> _TEXT PROVIDED_
Joint work with Morgane Austern.
Abstract
We consider interacting particle systems on suitable convergent sequences of sparse (or heterogeneous graphs) and show that the limiting dynamics of the associated neighborhood empirical measure process
(the so-called hydrodynamic limit) can be autonomously characterized in terms of a non-Markovian process. We then describe Markovian approximations to the latter and provide examples where they are exact. This includes joint work with G. Cocomello and A. Ganguly.
Abstract
Dense graph limit theory is mainly concerned with law-of large-number type of results. We propose a corresponding central limit theorem - or rather fluctuation theory - based on Janson's theory of Gaussian Hilbert Spaces and generalised U-statistics from the 1990s. Our approach provides rates and allows for proper statistical inference based on subgraph counts.

> _ASSIGNMENT_
Continue the abstracts on particle systems and graph limits from the point where they stop. The material that comes next is separate from the abstracts above.

> _DATASET EXCERPT_
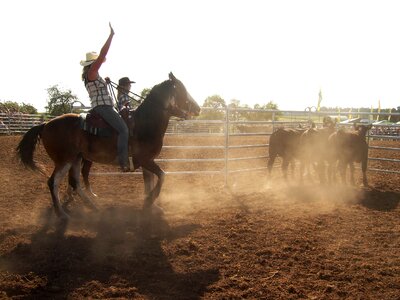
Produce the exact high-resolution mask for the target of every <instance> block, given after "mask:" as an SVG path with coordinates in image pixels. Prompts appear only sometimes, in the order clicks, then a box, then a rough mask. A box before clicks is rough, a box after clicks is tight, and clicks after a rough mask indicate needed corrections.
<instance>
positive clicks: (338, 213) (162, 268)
mask: <svg viewBox="0 0 400 300" xmlns="http://www.w3.org/2000/svg"><path fill="white" fill-rule="evenodd" d="M19 139H20V137H19V136H3V137H0V157H1V163H0V178H1V180H0V189H1V194H0V299H2V298H5V299H7V298H12V299H66V298H68V299H82V298H92V299H111V298H118V299H400V255H399V254H400V252H399V249H400V208H399V201H400V185H399V182H400V176H399V175H395V174H386V173H379V172H369V173H368V175H369V181H370V185H371V186H370V187H369V188H361V187H358V186H356V187H351V186H342V185H334V186H321V185H319V184H318V183H316V182H312V181H308V182H306V183H304V184H303V185H300V184H298V183H296V181H294V180H291V181H289V182H283V181H282V178H281V177H282V176H281V172H280V170H279V168H276V170H274V172H273V176H272V177H270V176H268V174H266V173H265V171H259V172H252V173H238V174H236V175H232V177H230V178H229V182H228V183H229V187H228V188H227V187H225V185H224V179H223V177H221V176H219V175H209V174H208V175H207V174H203V175H173V174H171V175H167V177H166V180H165V184H164V187H163V190H162V193H161V197H160V199H159V201H158V204H159V205H160V206H162V207H163V209H164V210H165V214H164V215H163V216H153V217H151V218H149V217H146V216H145V215H144V214H142V212H141V206H142V204H143V183H142V179H141V176H138V175H126V174H123V175H114V176H103V175H92V176H91V181H92V184H93V190H94V191H95V192H96V193H97V195H98V197H97V198H96V199H95V201H96V203H97V205H98V207H99V211H98V212H93V211H91V210H89V209H87V208H85V207H84V206H83V205H82V202H81V201H80V199H79V198H77V199H76V201H75V202H74V203H73V204H71V206H70V207H69V213H70V215H71V216H72V218H71V221H70V222H69V223H68V224H67V225H63V224H62V223H60V222H58V220H57V219H56V217H55V215H54V212H53V210H52V206H51V200H50V194H49V192H48V188H47V184H46V181H47V179H46V178H45V177H44V176H43V175H40V174H38V173H33V172H31V171H28V170H25V169H24V168H23V167H21V166H20V165H19V164H18V163H17V161H16V160H15V159H14V149H15V147H16V145H17V143H18V141H19ZM195 142H197V143H198V145H205V144H209V145H217V144H218V143H223V141H222V142H221V141H219V140H218V141H217V140H214V141H208V140H206V139H205V138H195V139H190V138H187V137H182V138H178V137H176V138H172V137H167V138H166V145H178V144H179V145H193V144H194V143H195ZM230 142H231V143H232V144H243V145H246V144H253V143H259V144H262V143H266V141H264V140H260V138H257V137H249V138H238V139H237V140H235V139H232V140H231V141H230ZM373 143H374V144H375V145H387V146H392V147H399V142H379V141H374V142H373ZM221 151H222V150H218V149H217V150H212V149H211V150H207V151H206V150H192V151H186V152H185V153H184V152H182V153H173V152H174V151H173V150H171V149H170V150H167V149H166V150H165V151H164V150H163V152H162V155H161V157H175V158H183V157H191V158H201V157H208V158H218V157H221V155H223V153H222V152H221ZM250 151H251V150H239V151H237V152H235V151H232V153H231V154H230V156H231V157H239V156H241V155H247V154H249V155H250V156H251V155H266V153H264V152H265V148H259V149H258V150H256V151H255V152H254V153H250ZM247 152H249V153H247ZM371 155H372V156H375V157H386V158H397V159H400V154H399V152H397V153H396V152H391V151H385V150H381V151H379V150H373V151H371ZM35 158H36V159H37V160H38V161H39V162H41V163H43V164H45V165H46V166H47V169H48V171H51V162H50V161H49V158H48V157H47V156H46V154H45V153H44V152H43V149H42V148H41V147H39V148H38V149H37V152H36V155H35ZM240 164H241V163H233V162H232V163H231V164H230V165H229V169H230V170H233V169H235V168H238V167H240V166H241V165H240ZM250 165H252V166H263V167H264V166H265V165H266V162H265V161H260V160H258V161H257V160H254V162H252V163H251V164H250ZM162 166H163V168H164V169H165V170H166V171H174V170H184V169H185V170H188V169H189V170H195V169H201V170H209V169H215V170H220V169H221V168H222V165H221V164H219V163H215V162H210V163H186V164H185V163H176V164H174V165H165V164H162ZM370 166H373V167H374V168H383V169H388V168H392V169H397V170H399V165H398V164H397V165H396V164H395V163H393V162H377V161H374V162H371V164H370ZM107 170H108V171H110V170H111V171H116V167H112V166H111V167H110V166H102V165H95V166H94V169H93V172H95V173H99V172H102V171H107ZM357 176H358V177H357V180H358V182H360V178H359V173H357ZM63 189H64V187H63Z"/></svg>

> _EXERCISE ANSWER_
Abstract
In this talk we study the random cluster model on essentially large girth and random regular graphs. We give explicit formula for the limiting free entropy of the random cluster model. Our result extends the work of Dembo, Montanari, Sly and Sun for the Potts model, and we prove a conjecture of Helmuth, Jenssen and Perkins about the phase transition of the random cluster model. This is joint work with Ferenc Bencs and Márton Borbényi.